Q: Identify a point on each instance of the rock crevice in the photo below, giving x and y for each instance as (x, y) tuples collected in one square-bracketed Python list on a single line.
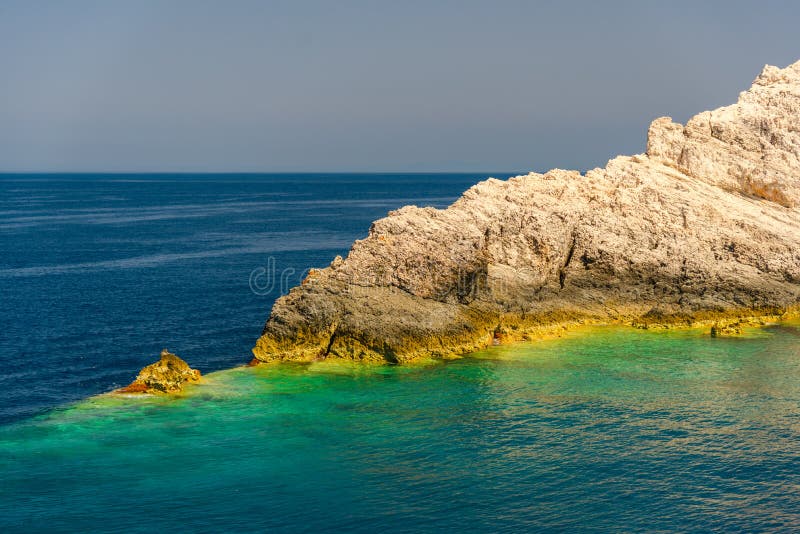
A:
[(704, 226)]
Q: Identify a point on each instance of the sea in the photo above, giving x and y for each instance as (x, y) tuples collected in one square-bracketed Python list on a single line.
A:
[(605, 429)]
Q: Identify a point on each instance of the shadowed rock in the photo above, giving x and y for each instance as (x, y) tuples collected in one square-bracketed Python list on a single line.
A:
[(168, 375), (704, 227)]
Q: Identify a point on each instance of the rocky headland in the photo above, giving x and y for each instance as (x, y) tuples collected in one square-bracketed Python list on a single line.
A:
[(168, 375), (704, 228)]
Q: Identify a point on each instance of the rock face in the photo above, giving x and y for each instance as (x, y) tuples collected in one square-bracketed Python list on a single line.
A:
[(168, 375), (705, 226)]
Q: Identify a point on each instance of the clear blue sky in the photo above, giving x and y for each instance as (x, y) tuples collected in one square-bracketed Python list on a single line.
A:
[(366, 86)]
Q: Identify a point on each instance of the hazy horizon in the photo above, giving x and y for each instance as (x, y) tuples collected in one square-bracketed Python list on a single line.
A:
[(316, 87)]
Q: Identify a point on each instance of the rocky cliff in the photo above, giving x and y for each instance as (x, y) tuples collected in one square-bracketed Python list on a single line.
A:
[(705, 226)]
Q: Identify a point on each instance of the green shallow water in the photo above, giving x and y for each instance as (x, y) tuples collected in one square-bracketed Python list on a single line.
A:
[(614, 429)]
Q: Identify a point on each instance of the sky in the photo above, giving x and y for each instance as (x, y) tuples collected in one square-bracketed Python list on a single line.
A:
[(346, 86)]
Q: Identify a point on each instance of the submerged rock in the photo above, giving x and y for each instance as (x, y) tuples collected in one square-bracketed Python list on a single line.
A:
[(168, 375), (704, 226)]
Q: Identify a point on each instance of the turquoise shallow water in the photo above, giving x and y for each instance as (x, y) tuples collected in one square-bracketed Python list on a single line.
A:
[(613, 429)]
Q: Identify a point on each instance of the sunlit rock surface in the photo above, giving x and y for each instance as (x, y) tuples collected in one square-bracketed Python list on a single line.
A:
[(704, 227)]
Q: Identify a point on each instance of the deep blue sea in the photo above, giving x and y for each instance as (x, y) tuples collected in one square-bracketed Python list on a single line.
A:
──────────────────────────────
- [Written task] Please reproduce, word for word, the rows starting at the line containing "Q: Identify a point on each instance of the shadowed" and ending at the line containing "[(168, 375), (705, 226)]", with both of those lines included.

- [Final result]
Q: Identify a point on each instance of the shadowed rock in the photo above, giving x and y for each instance as (x, y) tuples collected in one square-bracketed Python list on a single line.
A:
[(168, 375), (704, 227)]
Q: Identify a point on each instance of the rocky headland in the photo above, giving x and y for each instance as (x, y) tuples collected in one square-bracketed Python list on a single line.
A:
[(168, 375), (704, 228)]
Q: Identify a point on each instance of the rock face in the photo above, giving x and y for each instance as (x, y) tuples collected in one square-bracketed Python list on a single line.
A:
[(168, 375), (705, 226)]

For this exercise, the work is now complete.